=== RECORDS PROVIDED ===

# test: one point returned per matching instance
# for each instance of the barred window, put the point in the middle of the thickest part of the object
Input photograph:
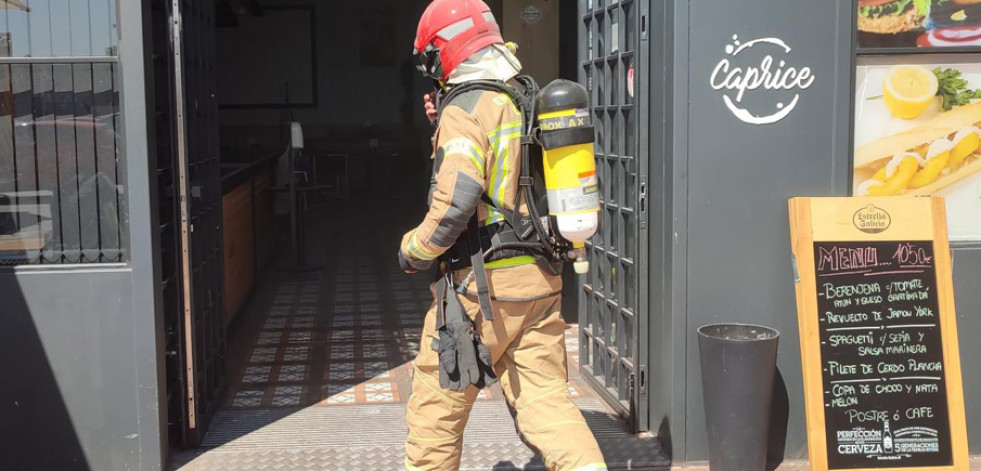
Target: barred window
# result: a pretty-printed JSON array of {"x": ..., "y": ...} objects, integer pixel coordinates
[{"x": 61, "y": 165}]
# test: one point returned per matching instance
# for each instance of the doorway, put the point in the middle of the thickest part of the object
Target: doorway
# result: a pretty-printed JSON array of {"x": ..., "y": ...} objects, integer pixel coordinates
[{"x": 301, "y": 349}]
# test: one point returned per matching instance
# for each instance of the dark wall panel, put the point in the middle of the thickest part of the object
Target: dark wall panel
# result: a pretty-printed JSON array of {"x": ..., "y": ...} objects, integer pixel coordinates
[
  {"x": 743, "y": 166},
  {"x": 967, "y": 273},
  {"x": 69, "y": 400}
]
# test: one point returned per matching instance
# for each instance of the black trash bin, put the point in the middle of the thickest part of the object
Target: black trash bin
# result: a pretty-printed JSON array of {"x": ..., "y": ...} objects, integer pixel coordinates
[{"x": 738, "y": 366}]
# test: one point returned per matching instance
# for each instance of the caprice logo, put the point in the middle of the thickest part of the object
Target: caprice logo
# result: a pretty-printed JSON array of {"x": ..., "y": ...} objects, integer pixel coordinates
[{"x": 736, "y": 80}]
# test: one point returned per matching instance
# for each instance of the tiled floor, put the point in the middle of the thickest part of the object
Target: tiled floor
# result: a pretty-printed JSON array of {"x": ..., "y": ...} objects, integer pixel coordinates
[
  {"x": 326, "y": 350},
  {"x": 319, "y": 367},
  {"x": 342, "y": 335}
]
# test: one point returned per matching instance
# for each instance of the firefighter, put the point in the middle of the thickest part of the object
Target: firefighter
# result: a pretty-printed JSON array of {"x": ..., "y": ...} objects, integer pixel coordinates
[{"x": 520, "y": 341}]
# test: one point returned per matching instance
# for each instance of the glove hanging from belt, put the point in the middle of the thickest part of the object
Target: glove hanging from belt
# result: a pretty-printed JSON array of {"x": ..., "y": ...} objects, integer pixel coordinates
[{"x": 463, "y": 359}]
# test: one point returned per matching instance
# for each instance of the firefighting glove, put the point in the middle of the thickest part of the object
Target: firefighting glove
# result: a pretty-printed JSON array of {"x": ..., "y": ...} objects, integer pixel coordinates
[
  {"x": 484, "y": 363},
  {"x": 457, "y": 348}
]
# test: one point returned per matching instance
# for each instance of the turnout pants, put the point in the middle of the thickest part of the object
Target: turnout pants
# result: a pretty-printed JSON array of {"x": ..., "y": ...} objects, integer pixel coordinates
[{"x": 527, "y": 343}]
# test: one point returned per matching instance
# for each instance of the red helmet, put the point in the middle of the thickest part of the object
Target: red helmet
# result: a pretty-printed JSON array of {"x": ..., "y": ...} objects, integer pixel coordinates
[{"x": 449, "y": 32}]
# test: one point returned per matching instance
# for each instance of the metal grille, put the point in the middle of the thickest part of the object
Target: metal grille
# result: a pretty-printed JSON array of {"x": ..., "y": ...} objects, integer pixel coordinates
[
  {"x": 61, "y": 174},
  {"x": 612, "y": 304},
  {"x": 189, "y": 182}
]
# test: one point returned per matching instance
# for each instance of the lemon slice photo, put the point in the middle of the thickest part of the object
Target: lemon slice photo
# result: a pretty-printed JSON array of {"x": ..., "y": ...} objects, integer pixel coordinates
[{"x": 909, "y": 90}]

===

WHAT IS REQUIRED:
Repeat the material above in full and exactly, apart from the pictures.

OUTPUT BELOW:
# test: one point returned per matching instance
# for each instance of the barred window, put the point in the middle of the thickest part of the object
Input photograph:
Target: barred window
# result: a pretty-printed JSON array of {"x": ..., "y": ...} objects, integer pixel coordinates
[{"x": 61, "y": 165}]
# test: one point returned per matching instance
# for each instance of the doorway, put the point in the middle of the thickest part of the object
Target: doorway
# result: a pretty-printed JSON array of {"x": ..., "y": ...} objects, integer pixel coordinates
[{"x": 301, "y": 349}]
# test: one point returned per matching instance
# for each instance of the dark wall panel, put the point in the middle of the thickest part of the object
Target: dark wall panel
# result: a pretty-printed JSON array of {"x": ..., "y": ...} objects, integer pixel coordinates
[
  {"x": 743, "y": 166},
  {"x": 967, "y": 273},
  {"x": 69, "y": 400}
]
# test: one point returned per matching instance
# for each instance of the black trash bin, put the point in the middle of the thickest part of the object
Target: black trash bin
# result: a pretty-printed JSON array of {"x": ..., "y": ...} objects, integer pixel coordinates
[{"x": 738, "y": 366}]
# test: one point returned per matching instance
# for each instance of the caprice logo, put the point in the middle of the thickest part of the object
Target: caprice logo
# result: a pretty-printed JSON array of {"x": ..., "y": ...} objects, integer pixel coordinates
[{"x": 736, "y": 80}]
# test: one point returned per matching instance
# for each instance of the tiled floor, put the point in the middle of the thickest part of the object
Target: tiled floor
# result: a pretty-printed JSON array of {"x": ..., "y": ...} objects, integer pixel coordinates
[
  {"x": 326, "y": 350},
  {"x": 319, "y": 367},
  {"x": 342, "y": 335}
]
# test: one point returned per matching instance
# for each instance of the firefighter, put the point in the middle of the thickest part of the object
Target: firefighter
# result: a pretty-printed JSON array of {"x": ..., "y": ...} objects, integer pixel coordinates
[{"x": 520, "y": 341}]
# test: one point returned per matching instance
# for each instance of the glove hanging from belt, put the point in the middle of the thickest part of the object
Target: glove hanging from belt
# result: a pretty-printed JSON array of {"x": ..., "y": ...} objects, integer pixel coordinates
[{"x": 463, "y": 359}]
# test: one point returned per matching instance
# for each instance of the firefighting glove, put the point in the middle of the thickest part of the object
Target: firefighting glove
# result: a pretty-printed JSON array of {"x": ..., "y": ...} objects, integer pixel coordinates
[
  {"x": 484, "y": 363},
  {"x": 457, "y": 348}
]
# test: one point returned per matching instance
# for each instance of the turnout pants, put the point in the middle of the thickest part of the object
Target: turnout pants
# result: a pretty-printed JSON array of {"x": ..., "y": ...} objects, integer pixel coordinates
[{"x": 527, "y": 343}]
# test: one point returned per matching instance
# for each instance of the red helmet, put the point in the middle of the thickest part of the object
Target: red helmet
# result: a pretty-printed JSON array of {"x": ..., "y": ...} objects, integer pixel coordinates
[{"x": 449, "y": 32}]
# test: one point returned per matching instance
# for each instance of the metal grille, put the point in the middle of the thickest part of the object
Target: metal grille
# result: a pretty-printed JSON array of {"x": ..., "y": ...} objects, integer pixel coordinates
[
  {"x": 61, "y": 174},
  {"x": 612, "y": 304},
  {"x": 189, "y": 182}
]
# test: one point returned per matching instance
# for each instance of the lemon slice photo, put the point in the middle of the thickest part of the object
Target: lemon slice photo
# result: a pretty-printed JSON array of {"x": ..., "y": ...} objects, integer pixel coordinates
[{"x": 909, "y": 90}]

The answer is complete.